List each line of the data that holds the word "below".

Stored data:
########
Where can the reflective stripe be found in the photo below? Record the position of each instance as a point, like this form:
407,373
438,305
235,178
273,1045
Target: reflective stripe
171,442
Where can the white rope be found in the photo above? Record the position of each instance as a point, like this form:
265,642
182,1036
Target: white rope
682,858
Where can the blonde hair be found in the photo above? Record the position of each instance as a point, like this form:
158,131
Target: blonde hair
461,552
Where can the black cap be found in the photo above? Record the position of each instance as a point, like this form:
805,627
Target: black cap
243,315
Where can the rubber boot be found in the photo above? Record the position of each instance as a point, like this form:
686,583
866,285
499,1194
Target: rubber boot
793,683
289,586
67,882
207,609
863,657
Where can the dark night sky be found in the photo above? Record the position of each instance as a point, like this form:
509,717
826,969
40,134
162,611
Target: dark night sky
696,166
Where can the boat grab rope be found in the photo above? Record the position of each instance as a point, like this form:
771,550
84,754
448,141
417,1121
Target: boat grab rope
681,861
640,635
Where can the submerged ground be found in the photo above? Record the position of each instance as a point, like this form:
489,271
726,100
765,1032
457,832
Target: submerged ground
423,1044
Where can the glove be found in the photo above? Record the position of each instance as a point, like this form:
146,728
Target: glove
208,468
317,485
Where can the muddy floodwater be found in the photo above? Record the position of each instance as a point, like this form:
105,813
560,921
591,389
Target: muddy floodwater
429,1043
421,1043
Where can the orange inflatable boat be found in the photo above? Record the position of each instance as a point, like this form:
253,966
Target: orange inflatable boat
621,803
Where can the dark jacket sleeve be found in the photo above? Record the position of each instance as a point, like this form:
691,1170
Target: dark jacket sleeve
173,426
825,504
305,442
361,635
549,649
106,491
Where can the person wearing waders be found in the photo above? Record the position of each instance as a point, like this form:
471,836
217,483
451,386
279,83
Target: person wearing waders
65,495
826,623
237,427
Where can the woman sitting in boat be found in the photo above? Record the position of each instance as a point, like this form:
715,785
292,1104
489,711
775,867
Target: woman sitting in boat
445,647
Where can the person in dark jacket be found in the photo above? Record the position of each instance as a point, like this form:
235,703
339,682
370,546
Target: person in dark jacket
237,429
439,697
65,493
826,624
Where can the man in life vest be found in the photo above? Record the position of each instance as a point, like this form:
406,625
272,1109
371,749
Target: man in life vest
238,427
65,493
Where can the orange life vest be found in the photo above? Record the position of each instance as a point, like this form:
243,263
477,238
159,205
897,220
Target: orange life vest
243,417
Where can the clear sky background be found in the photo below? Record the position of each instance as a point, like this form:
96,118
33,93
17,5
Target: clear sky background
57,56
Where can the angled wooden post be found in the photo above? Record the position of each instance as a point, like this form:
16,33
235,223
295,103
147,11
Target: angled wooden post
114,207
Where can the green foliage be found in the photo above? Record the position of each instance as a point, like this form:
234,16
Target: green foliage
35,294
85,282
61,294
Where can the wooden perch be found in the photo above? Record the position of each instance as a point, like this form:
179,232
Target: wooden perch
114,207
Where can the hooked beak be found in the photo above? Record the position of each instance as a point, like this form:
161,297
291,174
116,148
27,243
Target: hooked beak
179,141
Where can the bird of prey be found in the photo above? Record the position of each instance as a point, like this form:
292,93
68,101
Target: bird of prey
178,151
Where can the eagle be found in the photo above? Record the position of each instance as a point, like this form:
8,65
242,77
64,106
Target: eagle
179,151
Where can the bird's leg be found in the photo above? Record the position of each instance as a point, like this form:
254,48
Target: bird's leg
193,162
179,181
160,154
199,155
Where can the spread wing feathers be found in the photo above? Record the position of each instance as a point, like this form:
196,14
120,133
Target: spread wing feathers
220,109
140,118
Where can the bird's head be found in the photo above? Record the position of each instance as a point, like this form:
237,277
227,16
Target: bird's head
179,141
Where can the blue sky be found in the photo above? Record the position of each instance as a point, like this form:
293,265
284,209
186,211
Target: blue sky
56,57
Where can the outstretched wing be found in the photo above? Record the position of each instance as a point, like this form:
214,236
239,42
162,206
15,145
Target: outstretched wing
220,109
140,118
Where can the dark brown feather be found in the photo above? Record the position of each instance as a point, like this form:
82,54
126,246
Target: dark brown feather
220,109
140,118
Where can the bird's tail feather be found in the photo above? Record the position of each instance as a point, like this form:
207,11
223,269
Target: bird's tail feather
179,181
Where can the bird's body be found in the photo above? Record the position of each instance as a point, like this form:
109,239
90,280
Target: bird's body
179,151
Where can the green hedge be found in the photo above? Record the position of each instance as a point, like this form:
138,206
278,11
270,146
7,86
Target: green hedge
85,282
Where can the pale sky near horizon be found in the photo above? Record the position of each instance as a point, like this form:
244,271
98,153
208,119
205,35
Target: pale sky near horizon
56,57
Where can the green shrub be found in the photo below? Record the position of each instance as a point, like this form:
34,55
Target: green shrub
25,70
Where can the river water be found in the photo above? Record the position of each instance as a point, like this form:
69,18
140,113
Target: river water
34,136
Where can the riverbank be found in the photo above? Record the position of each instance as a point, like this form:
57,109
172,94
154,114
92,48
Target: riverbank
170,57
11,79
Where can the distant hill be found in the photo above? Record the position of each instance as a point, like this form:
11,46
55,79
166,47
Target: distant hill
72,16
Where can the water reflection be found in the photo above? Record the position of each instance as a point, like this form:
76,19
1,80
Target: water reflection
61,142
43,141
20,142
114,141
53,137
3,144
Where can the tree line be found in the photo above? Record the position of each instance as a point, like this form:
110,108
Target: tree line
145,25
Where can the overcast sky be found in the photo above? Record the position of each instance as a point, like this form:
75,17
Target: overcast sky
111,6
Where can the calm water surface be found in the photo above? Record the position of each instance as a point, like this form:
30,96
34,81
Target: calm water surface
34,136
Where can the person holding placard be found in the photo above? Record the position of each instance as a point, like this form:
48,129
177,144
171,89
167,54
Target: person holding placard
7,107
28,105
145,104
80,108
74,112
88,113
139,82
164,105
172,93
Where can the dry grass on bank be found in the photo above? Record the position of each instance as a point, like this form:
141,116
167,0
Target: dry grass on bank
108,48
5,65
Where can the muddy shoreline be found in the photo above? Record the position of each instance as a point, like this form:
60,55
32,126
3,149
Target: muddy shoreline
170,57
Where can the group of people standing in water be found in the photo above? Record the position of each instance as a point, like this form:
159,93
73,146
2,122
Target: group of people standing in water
########
OUTPUT OF THE TASK:
Where can the reflective stripe be found in the photo below? Record the position of each instance as a point, like this form:
Where can the clear sky background be found in the photo below? Record the position of each instance as a point, like this form:
Where can the green shrub be found in the photo below? Record the position of each instance as a point, like this form:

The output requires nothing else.